Quoted text –
It is early March. Mariah is eagerly awaiting springtime and the arrival of daffodils. The mention of daffodils embitters Lucy. She has never seen them, yet as a child at Queen Victoria Girls' School, Lucy was made to memorize a poem about the flower. She remembers having performed the poem well and having received many accolades. At the same time, the young Lucy deeply resented the poem and became determined to erase the poem from memory.
The first day of spring brings a great snow--deeply disappointing Mariah. The snow delays the family's plan to visit their house on the Great Lakes. Meanwhile, Lucy receives several letters from her family and friends. She carries all of them around in her bra. Lucy does not admit to carrying them because she loves them--actually she has quite the opposite feeling about them. Lucy resents these letters, which express or represent her mother's dominating and oppressive presence in her life.

(Extracted data entries)

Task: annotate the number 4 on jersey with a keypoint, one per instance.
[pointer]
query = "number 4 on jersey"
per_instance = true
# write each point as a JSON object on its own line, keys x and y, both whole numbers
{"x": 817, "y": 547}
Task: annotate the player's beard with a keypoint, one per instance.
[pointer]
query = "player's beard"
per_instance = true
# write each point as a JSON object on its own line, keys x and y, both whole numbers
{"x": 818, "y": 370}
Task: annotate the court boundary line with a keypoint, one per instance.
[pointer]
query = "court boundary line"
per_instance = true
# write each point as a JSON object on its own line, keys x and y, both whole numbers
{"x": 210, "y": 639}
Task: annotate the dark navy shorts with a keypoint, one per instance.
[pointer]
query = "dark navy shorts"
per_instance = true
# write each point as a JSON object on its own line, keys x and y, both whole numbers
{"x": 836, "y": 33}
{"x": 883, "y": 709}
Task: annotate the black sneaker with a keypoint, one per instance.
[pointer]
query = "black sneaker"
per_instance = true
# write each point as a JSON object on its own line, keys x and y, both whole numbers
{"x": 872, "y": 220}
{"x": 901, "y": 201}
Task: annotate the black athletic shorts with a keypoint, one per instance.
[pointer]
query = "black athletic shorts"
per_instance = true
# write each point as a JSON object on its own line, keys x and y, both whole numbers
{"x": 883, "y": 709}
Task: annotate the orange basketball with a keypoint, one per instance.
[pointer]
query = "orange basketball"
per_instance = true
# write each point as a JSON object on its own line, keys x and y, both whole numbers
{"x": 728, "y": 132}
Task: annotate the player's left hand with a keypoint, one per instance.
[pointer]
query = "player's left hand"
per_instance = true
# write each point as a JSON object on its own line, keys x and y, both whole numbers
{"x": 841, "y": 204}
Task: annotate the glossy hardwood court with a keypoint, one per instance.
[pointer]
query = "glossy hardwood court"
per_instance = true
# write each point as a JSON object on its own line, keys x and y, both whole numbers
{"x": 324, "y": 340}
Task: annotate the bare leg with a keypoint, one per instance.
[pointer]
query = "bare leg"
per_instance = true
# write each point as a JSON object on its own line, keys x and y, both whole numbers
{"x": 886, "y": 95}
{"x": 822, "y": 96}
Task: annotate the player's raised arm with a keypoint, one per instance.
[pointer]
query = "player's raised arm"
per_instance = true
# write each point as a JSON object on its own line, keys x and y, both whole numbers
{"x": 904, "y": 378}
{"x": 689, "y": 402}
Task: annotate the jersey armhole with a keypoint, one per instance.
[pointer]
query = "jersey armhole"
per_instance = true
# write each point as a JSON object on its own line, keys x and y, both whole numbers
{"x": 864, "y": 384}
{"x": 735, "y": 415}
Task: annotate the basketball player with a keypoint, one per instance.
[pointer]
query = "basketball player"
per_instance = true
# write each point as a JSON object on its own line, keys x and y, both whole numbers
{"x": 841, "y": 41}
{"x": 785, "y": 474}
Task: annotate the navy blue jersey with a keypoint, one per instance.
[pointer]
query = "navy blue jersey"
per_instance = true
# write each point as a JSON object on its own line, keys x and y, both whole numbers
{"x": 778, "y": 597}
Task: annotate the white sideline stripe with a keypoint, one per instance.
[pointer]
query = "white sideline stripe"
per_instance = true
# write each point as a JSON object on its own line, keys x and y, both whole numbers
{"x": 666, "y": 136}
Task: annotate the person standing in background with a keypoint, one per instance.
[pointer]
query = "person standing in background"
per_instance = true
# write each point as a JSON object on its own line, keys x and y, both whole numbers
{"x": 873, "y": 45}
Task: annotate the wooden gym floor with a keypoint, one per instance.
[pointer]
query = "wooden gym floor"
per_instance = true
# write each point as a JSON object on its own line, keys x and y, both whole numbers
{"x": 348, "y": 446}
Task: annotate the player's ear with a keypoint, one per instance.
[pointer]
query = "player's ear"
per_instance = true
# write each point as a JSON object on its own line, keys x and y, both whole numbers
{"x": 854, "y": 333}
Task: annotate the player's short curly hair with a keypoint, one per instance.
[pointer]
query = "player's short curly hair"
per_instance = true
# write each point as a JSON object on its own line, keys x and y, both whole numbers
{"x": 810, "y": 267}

Your task – Copy the passage about Lucy and Mariah, starting at "The first day" and ending at "in her life.", and switch "bra" to "coat pocket".

Response to the exercise –
The first day of spring brings a great snow--deeply disappointing Mariah. The snow delays the family's plan to visit their house on the Great Lakes. Meanwhile, Lucy receives several letters from her family and friends. She carries all of them around in her coat pocket. Lucy does not admit to carrying them because she loves them--actually she has quite the opposite feeling about them. Lucy resents these letters, which express or represent her mother's dominating and oppressive presence in her life.